● Excerpted records
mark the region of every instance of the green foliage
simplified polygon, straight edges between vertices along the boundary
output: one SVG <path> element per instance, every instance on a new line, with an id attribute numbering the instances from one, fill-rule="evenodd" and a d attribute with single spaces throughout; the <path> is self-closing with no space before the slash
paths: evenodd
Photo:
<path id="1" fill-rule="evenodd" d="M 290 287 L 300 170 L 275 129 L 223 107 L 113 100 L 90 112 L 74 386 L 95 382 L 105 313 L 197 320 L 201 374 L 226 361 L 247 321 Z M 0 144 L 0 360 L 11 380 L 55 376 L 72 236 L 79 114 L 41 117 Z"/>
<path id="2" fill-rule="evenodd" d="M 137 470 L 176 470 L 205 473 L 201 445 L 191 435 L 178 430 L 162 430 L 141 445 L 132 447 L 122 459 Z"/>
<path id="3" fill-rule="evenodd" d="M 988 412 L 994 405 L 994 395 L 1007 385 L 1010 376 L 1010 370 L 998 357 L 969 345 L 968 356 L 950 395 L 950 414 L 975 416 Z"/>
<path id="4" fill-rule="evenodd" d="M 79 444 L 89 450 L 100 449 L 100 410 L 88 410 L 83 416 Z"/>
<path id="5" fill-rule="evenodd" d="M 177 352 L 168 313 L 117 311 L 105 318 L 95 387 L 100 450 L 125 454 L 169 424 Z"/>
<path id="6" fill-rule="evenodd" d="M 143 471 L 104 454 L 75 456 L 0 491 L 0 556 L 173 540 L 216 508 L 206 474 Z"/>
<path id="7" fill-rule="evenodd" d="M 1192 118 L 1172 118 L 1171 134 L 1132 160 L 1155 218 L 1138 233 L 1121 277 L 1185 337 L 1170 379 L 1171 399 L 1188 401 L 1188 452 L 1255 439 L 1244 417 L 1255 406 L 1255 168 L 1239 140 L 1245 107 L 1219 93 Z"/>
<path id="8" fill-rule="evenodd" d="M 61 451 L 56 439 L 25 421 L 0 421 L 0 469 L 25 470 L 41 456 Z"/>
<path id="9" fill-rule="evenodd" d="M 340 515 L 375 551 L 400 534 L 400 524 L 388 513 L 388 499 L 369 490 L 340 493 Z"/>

--

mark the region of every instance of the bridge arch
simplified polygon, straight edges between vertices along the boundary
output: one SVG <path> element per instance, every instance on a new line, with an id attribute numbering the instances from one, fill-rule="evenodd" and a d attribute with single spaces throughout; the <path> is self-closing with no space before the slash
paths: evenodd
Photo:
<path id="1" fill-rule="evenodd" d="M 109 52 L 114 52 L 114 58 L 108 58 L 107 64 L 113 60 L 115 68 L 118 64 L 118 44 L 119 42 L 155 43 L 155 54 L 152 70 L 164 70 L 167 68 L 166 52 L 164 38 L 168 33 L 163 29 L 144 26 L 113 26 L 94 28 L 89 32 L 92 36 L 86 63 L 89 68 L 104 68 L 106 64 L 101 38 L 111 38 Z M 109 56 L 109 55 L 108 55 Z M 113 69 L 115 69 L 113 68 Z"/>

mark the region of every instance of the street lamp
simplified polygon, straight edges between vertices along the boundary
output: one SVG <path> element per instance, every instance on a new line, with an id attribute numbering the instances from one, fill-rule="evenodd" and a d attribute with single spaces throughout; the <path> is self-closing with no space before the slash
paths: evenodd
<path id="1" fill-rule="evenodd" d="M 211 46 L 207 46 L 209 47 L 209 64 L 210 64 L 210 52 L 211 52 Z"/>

● Problem to solve
Copy the lines between the one holding "mark the region of every instance of the green" and the one holding "340 515 L 375", inclusive, without changing anything.

● Exercise solution
mark the region of every instance of the green foliage
simplified polygon, straight edges between vertices along the boundary
output: one SVG <path> element per instance, every instance on a new line, with an id attribute numbering the instances from one, fill-rule="evenodd" and a d attribute with single spaces throughout; the <path> is self-closing with no space before the slash
paths: evenodd
Photo:
<path id="1" fill-rule="evenodd" d="M 290 287 L 300 170 L 275 129 L 223 107 L 113 100 L 90 112 L 74 386 L 95 382 L 105 313 L 197 320 L 201 374 L 226 361 L 247 321 Z M 0 144 L 0 360 L 11 380 L 55 376 L 72 236 L 79 114 L 41 117 Z"/>
<path id="2" fill-rule="evenodd" d="M 137 470 L 176 470 L 205 473 L 201 445 L 191 435 L 178 430 L 162 430 L 141 445 L 132 447 L 122 459 Z"/>
<path id="3" fill-rule="evenodd" d="M 988 412 L 994 405 L 994 395 L 1007 385 L 1010 376 L 1010 370 L 998 357 L 969 345 L 968 356 L 950 395 L 950 414 L 975 416 Z"/>
<path id="4" fill-rule="evenodd" d="M 79 444 L 89 450 L 100 449 L 100 410 L 88 410 L 83 416 Z"/>
<path id="5" fill-rule="evenodd" d="M 177 352 L 168 313 L 117 311 L 105 318 L 95 387 L 100 450 L 125 454 L 169 424 Z"/>
<path id="6" fill-rule="evenodd" d="M 143 471 L 104 454 L 75 456 L 0 491 L 0 556 L 173 540 L 216 508 L 206 474 Z"/>
<path id="7" fill-rule="evenodd" d="M 1192 118 L 1172 118 L 1171 134 L 1132 160 L 1155 218 L 1138 233 L 1121 277 L 1185 337 L 1170 379 L 1171 399 L 1188 401 L 1188 452 L 1255 439 L 1244 417 L 1255 406 L 1255 168 L 1239 140 L 1245 107 L 1219 93 Z"/>
<path id="8" fill-rule="evenodd" d="M 61 451 L 56 439 L 25 421 L 0 421 L 0 469 L 25 470 L 41 456 Z"/>
<path id="9" fill-rule="evenodd" d="M 340 515 L 375 551 L 400 534 L 400 524 L 388 513 L 388 499 L 369 490 L 340 493 Z"/>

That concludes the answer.